Segment Start: Provided records

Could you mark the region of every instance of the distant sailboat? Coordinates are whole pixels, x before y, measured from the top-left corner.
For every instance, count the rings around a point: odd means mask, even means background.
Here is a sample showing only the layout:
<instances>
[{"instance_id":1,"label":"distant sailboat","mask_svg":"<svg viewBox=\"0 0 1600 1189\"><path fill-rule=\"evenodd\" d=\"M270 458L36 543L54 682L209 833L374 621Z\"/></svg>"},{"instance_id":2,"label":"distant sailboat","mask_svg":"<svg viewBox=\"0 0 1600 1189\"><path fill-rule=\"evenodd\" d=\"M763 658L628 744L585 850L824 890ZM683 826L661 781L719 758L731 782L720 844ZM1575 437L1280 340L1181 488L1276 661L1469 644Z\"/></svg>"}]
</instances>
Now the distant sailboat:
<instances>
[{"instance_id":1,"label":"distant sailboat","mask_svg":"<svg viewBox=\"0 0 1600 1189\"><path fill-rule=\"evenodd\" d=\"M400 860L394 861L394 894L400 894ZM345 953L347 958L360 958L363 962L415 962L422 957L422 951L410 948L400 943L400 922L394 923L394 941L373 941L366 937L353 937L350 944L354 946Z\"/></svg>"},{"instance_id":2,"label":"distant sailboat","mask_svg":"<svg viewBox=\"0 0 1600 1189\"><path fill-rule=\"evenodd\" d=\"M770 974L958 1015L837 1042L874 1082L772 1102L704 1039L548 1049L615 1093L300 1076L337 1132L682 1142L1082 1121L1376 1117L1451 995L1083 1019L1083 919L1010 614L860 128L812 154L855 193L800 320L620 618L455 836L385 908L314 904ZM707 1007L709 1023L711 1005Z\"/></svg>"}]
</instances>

Segment End: Provided records

#### Your instructions:
When you reply, retype each line exactly as it appears above.

#### Response below:
Could you mark the region of every instance of the distant sailboat? Coordinates are whole pixels, x before y, measured from the top-left corner.
For every instance, count the rings around a point: odd means mask, even means background.
Here is a sample showing only the layout:
<instances>
[{"instance_id":1,"label":"distant sailboat","mask_svg":"<svg viewBox=\"0 0 1600 1189\"><path fill-rule=\"evenodd\" d=\"M270 458L36 543L54 682L209 833L374 621Z\"/></svg>"},{"instance_id":2,"label":"distant sailboat","mask_svg":"<svg viewBox=\"0 0 1600 1189\"><path fill-rule=\"evenodd\" d=\"M763 658L628 744L585 850L824 890ZM683 826L661 781L719 758L731 782L720 844ZM1575 437L1280 340L1181 488L1276 661L1469 644Z\"/></svg>"}]
</instances>
Now the distant sailboat:
<instances>
[{"instance_id":1,"label":"distant sailboat","mask_svg":"<svg viewBox=\"0 0 1600 1189\"><path fill-rule=\"evenodd\" d=\"M400 860L394 861L394 894L400 894ZM345 953L347 958L360 958L363 962L415 962L422 957L422 951L410 948L400 943L400 922L394 923L394 941L373 941L366 937L353 937L350 944L354 946Z\"/></svg>"},{"instance_id":2,"label":"distant sailboat","mask_svg":"<svg viewBox=\"0 0 1600 1189\"><path fill-rule=\"evenodd\" d=\"M770 974L958 1015L837 1042L874 1082L772 1102L704 1039L548 1049L615 1093L300 1076L337 1132L682 1142L1082 1121L1376 1117L1451 995L1083 1019L1083 919L1010 614L860 128L812 154L855 193L800 320L620 618L455 836L385 908L314 904ZM707 1007L709 1023L711 1005Z\"/></svg>"}]
</instances>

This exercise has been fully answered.